Position annotation records

┄┄┄┄┄┄┄┄┄┄┄┄┄┄┄┄┄┄┄┄

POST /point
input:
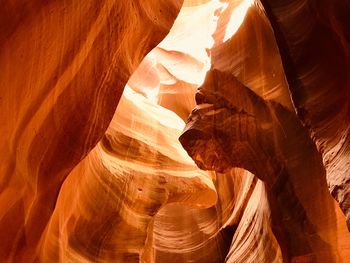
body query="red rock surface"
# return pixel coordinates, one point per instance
(174, 131)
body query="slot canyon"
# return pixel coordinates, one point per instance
(175, 131)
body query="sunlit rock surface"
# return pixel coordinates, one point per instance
(175, 131)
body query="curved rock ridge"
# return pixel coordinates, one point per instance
(106, 205)
(201, 131)
(314, 41)
(233, 127)
(63, 69)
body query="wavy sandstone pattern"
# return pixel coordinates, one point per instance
(174, 131)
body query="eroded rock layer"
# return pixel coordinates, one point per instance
(200, 131)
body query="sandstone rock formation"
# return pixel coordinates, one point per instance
(175, 131)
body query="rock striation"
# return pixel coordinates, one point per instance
(174, 131)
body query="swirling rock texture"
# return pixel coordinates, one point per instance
(133, 131)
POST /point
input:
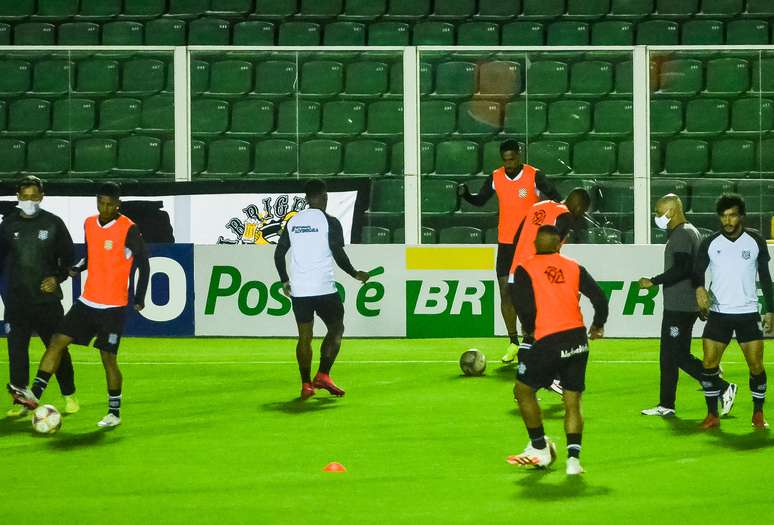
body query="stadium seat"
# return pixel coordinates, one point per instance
(73, 116)
(299, 34)
(253, 33)
(365, 157)
(320, 157)
(666, 117)
(48, 156)
(433, 34)
(300, 118)
(345, 34)
(138, 156)
(275, 78)
(29, 116)
(276, 157)
(119, 115)
(457, 157)
(251, 117)
(706, 117)
(322, 78)
(522, 33)
(687, 157)
(228, 158)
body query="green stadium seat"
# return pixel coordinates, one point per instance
(568, 119)
(478, 34)
(253, 33)
(437, 118)
(658, 33)
(706, 117)
(687, 157)
(389, 34)
(228, 158)
(547, 79)
(433, 34)
(15, 77)
(29, 116)
(52, 77)
(12, 153)
(519, 121)
(591, 79)
(681, 77)
(522, 33)
(461, 235)
(275, 78)
(612, 33)
(552, 157)
(48, 156)
(342, 118)
(299, 34)
(365, 157)
(209, 117)
(120, 115)
(138, 156)
(321, 157)
(276, 157)
(733, 158)
(747, 32)
(666, 117)
(385, 118)
(298, 118)
(73, 116)
(94, 157)
(165, 32)
(568, 33)
(143, 76)
(251, 117)
(457, 157)
(727, 76)
(594, 157)
(322, 78)
(230, 78)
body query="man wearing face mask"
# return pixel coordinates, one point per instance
(36, 252)
(680, 307)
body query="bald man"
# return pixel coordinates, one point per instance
(680, 307)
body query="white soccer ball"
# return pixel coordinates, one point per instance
(46, 419)
(473, 362)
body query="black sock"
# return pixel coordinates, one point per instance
(40, 383)
(758, 390)
(710, 382)
(114, 402)
(538, 437)
(573, 445)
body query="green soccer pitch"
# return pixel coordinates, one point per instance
(213, 432)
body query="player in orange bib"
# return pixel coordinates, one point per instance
(517, 186)
(546, 292)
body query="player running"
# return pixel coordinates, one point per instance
(546, 294)
(734, 255)
(517, 186)
(316, 240)
(114, 246)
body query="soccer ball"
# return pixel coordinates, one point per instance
(473, 362)
(46, 420)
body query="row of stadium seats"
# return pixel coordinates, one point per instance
(217, 31)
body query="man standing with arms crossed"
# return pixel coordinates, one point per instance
(680, 307)
(517, 186)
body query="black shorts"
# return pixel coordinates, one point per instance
(83, 323)
(328, 307)
(722, 327)
(564, 354)
(505, 253)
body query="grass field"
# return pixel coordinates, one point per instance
(213, 432)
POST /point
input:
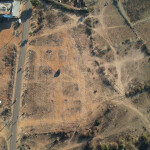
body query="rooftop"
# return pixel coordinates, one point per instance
(5, 8)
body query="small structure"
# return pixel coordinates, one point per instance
(5, 8)
(9, 9)
(16, 9)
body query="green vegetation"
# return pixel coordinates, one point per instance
(142, 143)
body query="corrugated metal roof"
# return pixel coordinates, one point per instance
(16, 9)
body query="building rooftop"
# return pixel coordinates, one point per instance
(5, 8)
(15, 9)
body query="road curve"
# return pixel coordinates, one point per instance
(19, 77)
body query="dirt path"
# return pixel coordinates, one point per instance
(103, 31)
(141, 21)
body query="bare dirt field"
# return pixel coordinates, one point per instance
(10, 39)
(86, 82)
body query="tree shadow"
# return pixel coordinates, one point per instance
(26, 14)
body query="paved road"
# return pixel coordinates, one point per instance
(19, 77)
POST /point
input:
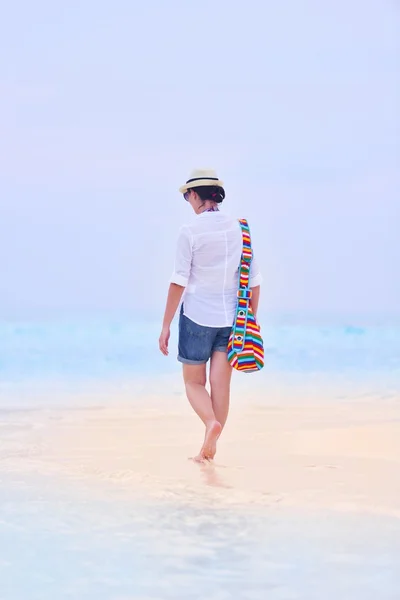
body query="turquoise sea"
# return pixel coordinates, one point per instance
(67, 542)
(109, 348)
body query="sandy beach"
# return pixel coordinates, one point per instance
(302, 501)
(342, 457)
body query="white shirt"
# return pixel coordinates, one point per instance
(207, 264)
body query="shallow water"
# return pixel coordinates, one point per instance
(58, 543)
(71, 528)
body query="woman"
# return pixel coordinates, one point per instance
(206, 272)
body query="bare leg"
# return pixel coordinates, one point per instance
(220, 382)
(195, 382)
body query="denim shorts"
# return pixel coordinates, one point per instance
(198, 342)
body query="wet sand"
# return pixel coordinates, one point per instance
(342, 457)
(301, 503)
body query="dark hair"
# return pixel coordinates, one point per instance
(210, 192)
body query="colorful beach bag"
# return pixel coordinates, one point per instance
(245, 347)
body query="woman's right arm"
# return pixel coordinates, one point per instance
(178, 282)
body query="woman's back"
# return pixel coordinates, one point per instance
(207, 264)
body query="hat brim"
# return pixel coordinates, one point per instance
(199, 183)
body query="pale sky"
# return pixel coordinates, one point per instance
(105, 107)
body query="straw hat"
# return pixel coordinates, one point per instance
(200, 177)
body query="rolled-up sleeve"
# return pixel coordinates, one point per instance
(183, 258)
(255, 274)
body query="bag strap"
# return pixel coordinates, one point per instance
(247, 256)
(244, 291)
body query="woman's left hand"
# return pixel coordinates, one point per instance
(163, 341)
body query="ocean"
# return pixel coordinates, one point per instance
(98, 500)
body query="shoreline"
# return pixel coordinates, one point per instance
(343, 457)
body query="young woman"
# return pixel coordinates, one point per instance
(206, 273)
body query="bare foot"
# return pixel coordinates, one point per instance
(199, 458)
(209, 449)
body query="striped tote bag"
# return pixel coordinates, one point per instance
(245, 347)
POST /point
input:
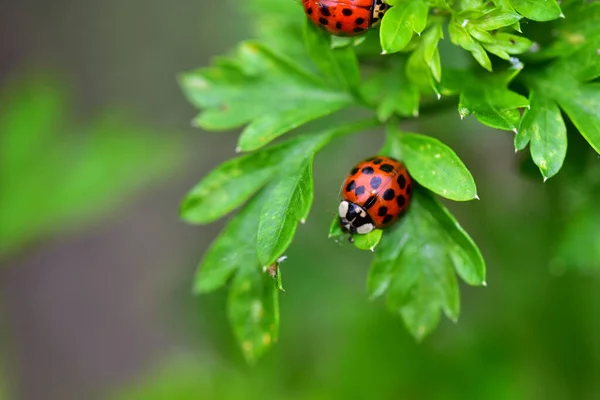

┄┄┄┄┄┄┄┄┄┄┄┄┄┄┄┄┄┄┄┄

EXERCISE AIM
Find every line in the records above that contains the word "sandstone" and copy each one out.

THE ANSWER
body query="wavy sandstone pattern"
body query="sandstone rock formation"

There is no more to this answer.